The operations of the Bank are subject to the supervision and regulation of the
New Jersey Department of Banking and Insurance and the FDIC.

     We lend funds to individuals and businesses for personal and commercial
purposes. We emphasize the origination of loans with adjustable rates of
interest tied to our Prime Rate, with _____% of our loan portfolio consisting of
adjustable rate loans and _____% consisting of fixed rate loans. The interest
rates on our adjustable rate loans are repriced from time-to-time to reflect
changes, up or down, in our cost of funds. In order to be competitive with other
established banking institutions in our trade area, we charge rates which are
generally comparable to those charged by other lenders.


                                       3

<PAGE>

     In addition, we have been very active in providing loans to small
businesses through the United States Small Business Administration guaranteed
loan program. Under the SBA program, loans are available to small businesses
which meet certain criteria. Up to 90% of the principal of a loan to a qualified
business may be guaranteed by the United States Government. We sell the
guaranteed portion of our SBA loans into the secondary market and derive premium
income. Our ability to offer SBA loans on an ongoing basis is dependent upon,
among other factors, appropriation of funds by the federal government to the SBA
program. We have been designated a "preferred lender" for the states of New
Jersey, Delaware, New York and Pennsylvania by the SBA. This means that we may
originate SBA guaranteed loans without prior SBA approval, although the
guaranteed portion of this loan will be 80% for loans up to $100,000 and 75% for
loans over $100,000 and up to $1,000,000.

     Our commercial loans are generally secured by business assets, personal
guarantees of the principals of closely-held businesses and often by the
personal assets of such principals. The loans are made to small and mid-sized
businesses in our trade area. Federal and state law and regulations restrict how
much any bank may lend to a single customer with the restrictions stated as a
percentage of the bank's primary capital. We believe that we can attract
commercial borrowers by providing competitive rates, superior services, local
decision-making and flexibility in loan structure. The Board of Directors
believes that small and mid-sized businesses are not always of primary
importance to larger banking institutions for commercial lending purposes,
whereas such businesses represent the main portion of our commercial loan
business.

• Exercise set
[a] Using the lending excerpt, answer each question:
(i) Which two bodies supervise and regulate the Bank's operations?
(ii) For which states has the SBA designated the Bank a "preferred lender"?
(iii) What are the Bank's commercial loans generally secured by?
[b] State whether each statement agrees with the lending excerpt. Answer yes or no, and quote the words that decide it.
(i) The Bank sells the guaranteed portion of its SBA loans into the secondary market.
(ii) As a preferred lender, the Bank needs prior SBA approval before originating SBA guaranteed loans.
(iii) The Bank charges rates well above those of other lenders.
[c] Carry on the lending excerpt, starting after its final sentence.
The data after this point is separate material, unrelated to the lending excerpt.

• Material
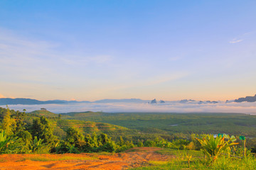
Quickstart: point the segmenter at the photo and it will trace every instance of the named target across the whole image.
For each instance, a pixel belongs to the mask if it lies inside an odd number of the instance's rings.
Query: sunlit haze
[[[255,0],[1,1],[0,98],[254,96],[255,6]]]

• Task-by-task answers
[a]
(i) The New Jersey Department of Banking and Insurance and the FDIC.
(ii) New Jersey, Delaware, New York and Pennsylvania.
(iii) Business assets and personal guarantees of the principals of closely-held businesses, and often the personal assets of those principals.

[b]
(i) Yes: "We sell the guaranteed portion of our SBA loans into the secondary market and derive premium income."
(ii) No: "we may originate SBA guaranteed loans without prior SBA approval"
(iii) No: "we charge rates which are generally comparable to those charged by other lenders."

[c]
     We grant both secured and unsecured personal loans to finance the purchase
of automobiles, durable goods and other consumer goods. The Board of Directors
believes that our competitive interest rates and superior service (which
includes, among other things, convenience, personal attention and prompt local
decision-making) are important competitive factors in attracting personal loans
from credit-worthy consumers.

     We also make residential and commercial real estate loans and, on a limited
basis, construction loans.

     Our principal executive offices are located at 64 Old Route 22, Clinton,
New Jersey 08809, and our telephone number is (908) 730-7630.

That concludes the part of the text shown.